[Short task 1]
In the discussion of the MIT encryption research, how does one answer say keys are chosen in practice?
[Short task 2]
Pick up the discussion of the MIT encryption research after its last sentence and carry it forward.

# MIT says: mathematical theory behind encryption is wrong. What are the consequences?

A friend shared with me the following link: Encryption is less secure than we thought

I'm not a security expert and could understand great part the article, except the section about noise, but what I haven't figured out is the impact of that research in real life.

What does it mean for mortals, in practice?

• In practice it will mean nothing for any of us here except Ursas Major and Minor. The amount of effort slightly changes, but our tools remain the same, with replacement algorithms developed as needed. Aug 15 '13 at 20:44
• As far as I can tell, the paper contains nothing that hasn't already been accounted for in modern cryptography, since, well, at least the 1970's. Aug 16 '13 at 1:21
• Never trust news that does not even run over https. The article is most likely being MITMd and edited on the fly to manipulate and scare you. Apr 27 '19 at 16:44
• @michnovka lolwut Apr 29 '19 at 0:46

So the article is fluff, the details can be found in the linked paper. The just of it is a refutation of the following assertion: if you have a set of symbols chosen with identical independent distributions and subject to some kind of coding, the result can be approximated as a uniform distribution.

The paper asserts, with a few citations to some examples, that this is a common cryptographic assumption. It is, as far as I can tell from reading the literature and talking to other practitioners, not a common assumption at all. In fact, in standard encryption systems, we assume that the plaintext is chosen with a known distribution that can be arbitrary(indeed, attacker chosen), and keys are chosen randomly.

In practice, keys are not chosen randomly, they are chosen using cryptographically secure random number generators. Those can fail, but not in the way the paper is talking about.

Certain papers, such as maybe the cited ones about biometrics and passwords, might make this erroneous assumption, but it's not common and certainly doesn't relate to what most non-practitioners would consider "encryption."

Moreover, it appears that you still can't make guesses about messages in polynomial time with this technique, you can just make them in faster exponential time. It depends highly on how the assumption was used if this maters in practice. Not having read the papers which do make this assumption, I can't say for sure, but if doing this breaks those systems in a practical sense, the schemes likely had other issues.

A better title for the article is: a few cryptographers made some dumb mistakes. Mistakes neither pervasive or of massive consequence.

• Out of ALL the answers, this is the only one that actually approaches the subject, and the only that successfully answers the question and successfully critique the original article. Thank you.
Aug 16 '13 at 13:52
• Great answer. Gets my upvote. Thanks for taking the time to dig in to the paper as well. Aug 16 '13 at 14:26

The crux of the article is that more thorough correlation of seemingly random data may be possible.

While interesting, it's not really directly applicable at the moment to existing cryptosystems, or indeed in the immediately foreseeable future. The argument that the paper is making is that it may be possible at some point in the future to develop some system which can somehow use some new application of statistics to break some encryption scheme.

"OK."

Indeed, quantifying the randomness of the output of a system based on a measure of Shannon entropy is an interesting datapoint, but that single datapoint isn't the core of cryptography as this article seems to suggest.

The suggested measures present there aren't attacks against any particular cryptosystem, but rather a potential means of refuting the the proofs of security potentially proposed for some theoretical cryptosystem.

[Listed entries]

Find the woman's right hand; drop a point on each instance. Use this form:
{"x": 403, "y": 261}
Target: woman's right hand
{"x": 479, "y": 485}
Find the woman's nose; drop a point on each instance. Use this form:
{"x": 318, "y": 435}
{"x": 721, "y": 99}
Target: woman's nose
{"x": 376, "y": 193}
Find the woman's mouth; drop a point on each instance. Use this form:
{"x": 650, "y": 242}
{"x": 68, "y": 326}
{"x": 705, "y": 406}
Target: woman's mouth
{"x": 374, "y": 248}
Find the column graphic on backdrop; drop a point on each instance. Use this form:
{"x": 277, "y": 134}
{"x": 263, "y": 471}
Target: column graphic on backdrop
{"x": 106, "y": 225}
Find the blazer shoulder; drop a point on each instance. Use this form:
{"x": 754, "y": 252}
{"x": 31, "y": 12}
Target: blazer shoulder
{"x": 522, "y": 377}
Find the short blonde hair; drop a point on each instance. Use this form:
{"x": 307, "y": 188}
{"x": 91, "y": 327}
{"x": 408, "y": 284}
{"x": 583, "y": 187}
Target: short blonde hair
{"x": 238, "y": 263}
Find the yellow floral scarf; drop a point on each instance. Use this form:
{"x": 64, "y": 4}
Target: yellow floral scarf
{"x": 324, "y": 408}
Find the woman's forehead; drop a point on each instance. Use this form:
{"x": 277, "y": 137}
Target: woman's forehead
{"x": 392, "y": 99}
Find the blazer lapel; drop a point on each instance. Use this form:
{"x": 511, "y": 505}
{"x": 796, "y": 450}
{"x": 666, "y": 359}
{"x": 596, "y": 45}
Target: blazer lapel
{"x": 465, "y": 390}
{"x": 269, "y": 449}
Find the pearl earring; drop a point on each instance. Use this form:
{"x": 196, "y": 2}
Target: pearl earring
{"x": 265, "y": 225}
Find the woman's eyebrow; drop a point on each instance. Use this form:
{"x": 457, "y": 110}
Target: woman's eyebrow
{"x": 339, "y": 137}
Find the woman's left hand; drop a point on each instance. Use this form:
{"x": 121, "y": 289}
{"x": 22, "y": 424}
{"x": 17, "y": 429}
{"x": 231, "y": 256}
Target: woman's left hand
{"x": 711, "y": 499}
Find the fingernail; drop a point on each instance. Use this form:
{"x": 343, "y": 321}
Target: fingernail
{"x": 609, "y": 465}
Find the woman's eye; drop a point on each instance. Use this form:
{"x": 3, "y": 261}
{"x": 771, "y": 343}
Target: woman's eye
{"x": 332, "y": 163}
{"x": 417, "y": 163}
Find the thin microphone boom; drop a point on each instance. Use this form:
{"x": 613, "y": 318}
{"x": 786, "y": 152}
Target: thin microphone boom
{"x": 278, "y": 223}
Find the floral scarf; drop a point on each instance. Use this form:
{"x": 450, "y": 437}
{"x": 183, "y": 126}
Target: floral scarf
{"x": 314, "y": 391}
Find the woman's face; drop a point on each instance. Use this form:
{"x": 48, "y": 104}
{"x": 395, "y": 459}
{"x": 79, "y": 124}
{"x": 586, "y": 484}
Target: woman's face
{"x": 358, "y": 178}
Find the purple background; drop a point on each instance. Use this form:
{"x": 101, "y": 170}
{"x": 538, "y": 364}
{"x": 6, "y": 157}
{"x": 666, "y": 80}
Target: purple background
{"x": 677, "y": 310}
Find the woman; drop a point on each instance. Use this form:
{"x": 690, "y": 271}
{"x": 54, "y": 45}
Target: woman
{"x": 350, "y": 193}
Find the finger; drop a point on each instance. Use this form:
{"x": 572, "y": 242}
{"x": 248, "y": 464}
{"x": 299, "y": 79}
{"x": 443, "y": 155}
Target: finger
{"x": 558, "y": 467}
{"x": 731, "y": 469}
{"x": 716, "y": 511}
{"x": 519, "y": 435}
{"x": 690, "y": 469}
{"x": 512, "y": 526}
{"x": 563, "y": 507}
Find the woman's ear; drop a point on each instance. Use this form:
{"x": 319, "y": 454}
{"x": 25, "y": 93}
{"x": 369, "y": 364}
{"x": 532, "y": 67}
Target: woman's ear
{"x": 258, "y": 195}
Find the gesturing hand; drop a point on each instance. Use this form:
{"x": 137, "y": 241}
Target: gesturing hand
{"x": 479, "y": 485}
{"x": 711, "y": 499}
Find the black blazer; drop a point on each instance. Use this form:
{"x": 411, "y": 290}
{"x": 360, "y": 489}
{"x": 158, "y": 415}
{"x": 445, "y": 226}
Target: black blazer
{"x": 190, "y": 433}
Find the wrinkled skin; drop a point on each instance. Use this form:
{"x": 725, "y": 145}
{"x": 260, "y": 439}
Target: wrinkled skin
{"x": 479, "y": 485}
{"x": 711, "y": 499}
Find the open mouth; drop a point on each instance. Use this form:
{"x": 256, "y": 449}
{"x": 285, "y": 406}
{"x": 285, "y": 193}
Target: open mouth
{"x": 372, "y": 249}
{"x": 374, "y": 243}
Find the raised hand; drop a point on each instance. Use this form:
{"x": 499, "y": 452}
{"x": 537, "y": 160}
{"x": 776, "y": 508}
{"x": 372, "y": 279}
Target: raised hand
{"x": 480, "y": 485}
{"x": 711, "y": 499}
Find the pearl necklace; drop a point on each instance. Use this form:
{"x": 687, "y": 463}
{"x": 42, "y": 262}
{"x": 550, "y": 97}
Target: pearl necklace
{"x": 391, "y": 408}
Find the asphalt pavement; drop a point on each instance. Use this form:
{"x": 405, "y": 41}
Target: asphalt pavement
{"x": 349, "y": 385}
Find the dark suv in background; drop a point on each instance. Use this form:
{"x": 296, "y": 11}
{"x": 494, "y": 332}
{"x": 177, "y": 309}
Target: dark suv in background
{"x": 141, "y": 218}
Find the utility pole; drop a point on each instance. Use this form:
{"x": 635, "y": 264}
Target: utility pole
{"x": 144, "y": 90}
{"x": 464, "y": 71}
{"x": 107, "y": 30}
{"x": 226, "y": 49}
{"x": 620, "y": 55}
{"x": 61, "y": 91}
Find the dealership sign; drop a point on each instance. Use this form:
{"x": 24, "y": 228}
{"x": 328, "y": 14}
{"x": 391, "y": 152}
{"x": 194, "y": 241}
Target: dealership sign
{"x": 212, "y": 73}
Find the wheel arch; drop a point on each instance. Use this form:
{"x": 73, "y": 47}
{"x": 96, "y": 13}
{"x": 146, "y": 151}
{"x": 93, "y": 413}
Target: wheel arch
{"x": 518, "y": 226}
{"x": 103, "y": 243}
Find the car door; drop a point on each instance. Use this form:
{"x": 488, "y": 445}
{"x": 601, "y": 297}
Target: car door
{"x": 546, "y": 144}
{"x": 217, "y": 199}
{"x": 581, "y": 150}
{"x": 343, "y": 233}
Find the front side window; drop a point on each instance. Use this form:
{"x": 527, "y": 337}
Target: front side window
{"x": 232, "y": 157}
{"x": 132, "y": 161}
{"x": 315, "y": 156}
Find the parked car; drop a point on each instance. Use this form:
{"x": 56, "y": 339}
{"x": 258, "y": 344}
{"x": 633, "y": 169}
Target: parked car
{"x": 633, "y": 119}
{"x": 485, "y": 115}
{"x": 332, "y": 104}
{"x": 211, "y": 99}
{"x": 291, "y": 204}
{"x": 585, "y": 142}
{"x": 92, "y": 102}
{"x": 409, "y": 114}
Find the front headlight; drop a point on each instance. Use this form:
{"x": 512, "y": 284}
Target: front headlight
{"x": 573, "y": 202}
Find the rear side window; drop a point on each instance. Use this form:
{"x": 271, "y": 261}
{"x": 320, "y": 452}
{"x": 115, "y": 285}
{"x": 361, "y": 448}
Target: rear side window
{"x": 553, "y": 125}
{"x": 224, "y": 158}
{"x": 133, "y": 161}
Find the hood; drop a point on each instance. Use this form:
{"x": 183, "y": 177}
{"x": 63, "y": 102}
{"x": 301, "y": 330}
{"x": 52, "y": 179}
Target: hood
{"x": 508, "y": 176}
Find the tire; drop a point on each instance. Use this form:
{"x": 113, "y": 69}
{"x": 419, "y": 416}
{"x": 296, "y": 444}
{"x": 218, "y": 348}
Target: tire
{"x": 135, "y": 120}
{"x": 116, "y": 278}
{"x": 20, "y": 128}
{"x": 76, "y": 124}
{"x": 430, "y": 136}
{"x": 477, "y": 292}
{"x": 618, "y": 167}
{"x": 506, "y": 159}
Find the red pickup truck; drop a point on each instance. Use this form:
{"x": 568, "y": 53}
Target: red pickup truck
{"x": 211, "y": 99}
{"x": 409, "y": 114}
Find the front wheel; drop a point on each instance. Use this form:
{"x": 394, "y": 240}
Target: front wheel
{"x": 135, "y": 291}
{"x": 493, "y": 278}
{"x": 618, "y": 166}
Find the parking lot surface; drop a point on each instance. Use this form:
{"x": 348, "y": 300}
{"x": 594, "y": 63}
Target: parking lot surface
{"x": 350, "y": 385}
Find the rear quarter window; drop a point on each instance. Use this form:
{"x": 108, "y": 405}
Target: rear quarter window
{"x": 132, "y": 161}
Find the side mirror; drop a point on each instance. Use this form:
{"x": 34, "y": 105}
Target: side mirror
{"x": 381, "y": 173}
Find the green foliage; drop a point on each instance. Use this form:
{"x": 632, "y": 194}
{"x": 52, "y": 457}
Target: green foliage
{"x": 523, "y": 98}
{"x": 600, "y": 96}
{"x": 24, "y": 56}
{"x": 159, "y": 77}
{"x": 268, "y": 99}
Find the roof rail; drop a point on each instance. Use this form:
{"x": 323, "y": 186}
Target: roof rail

[Task output 1]
They are chosen using cryptographically secure random number generators.

[Task output 2]
Suppose you draw a password at random from a distribution $$D$$, such as ten-letter passwords with each letter chosen independently at random according the English letter frequencies (y'know, ETAOIN SHRDLU, etc.). If I'm trying to guess the password by some guessing algorithm like JtR, what's the expected number of guesses—that is, the average number of guesses weighted by the probability that I guess the word after that many guesses using my method? This is a proxy for the expected cost of breaking a system that uses $$D$$.

If every word had equal probability, the answer would be easy: if there are $$n$$ words, each guess independently has probability $$1/n$$ of being correct, so if I make $$g$$ distinct guesses then I have probability $$g/n$$ of guessing your password, and the expected number of guesses is $$(n - 1)/2$$. In this case, it happens that the Shannon entropy $$H$$ of the distribution is $$\log_2 n$$ bits, and the expected number of guesses coincides almost exactly with $$2^H/2$$.

What the authors of the paper observed is that when the distribution $$D$$ on passwords is not uniform, the cheapest expected cost is not $$2^H/2$$, where $$H$$ is the Shannon entropy of $$D$$, but can be much cheaper. (Illustration of a guessing game with small numbers.)

This is not a surprise to cryptographers. Although the term entropy sometimes appears in cryptography, for decades cryptographers have understood that Shannon entropy is only about average information rate which matters more for telegraph operators than for cryptographers, while min-entropy is about the worst-case predictability which is what matters for cryptography. (Example of how bad things can get even if you have high Shannon entropy.)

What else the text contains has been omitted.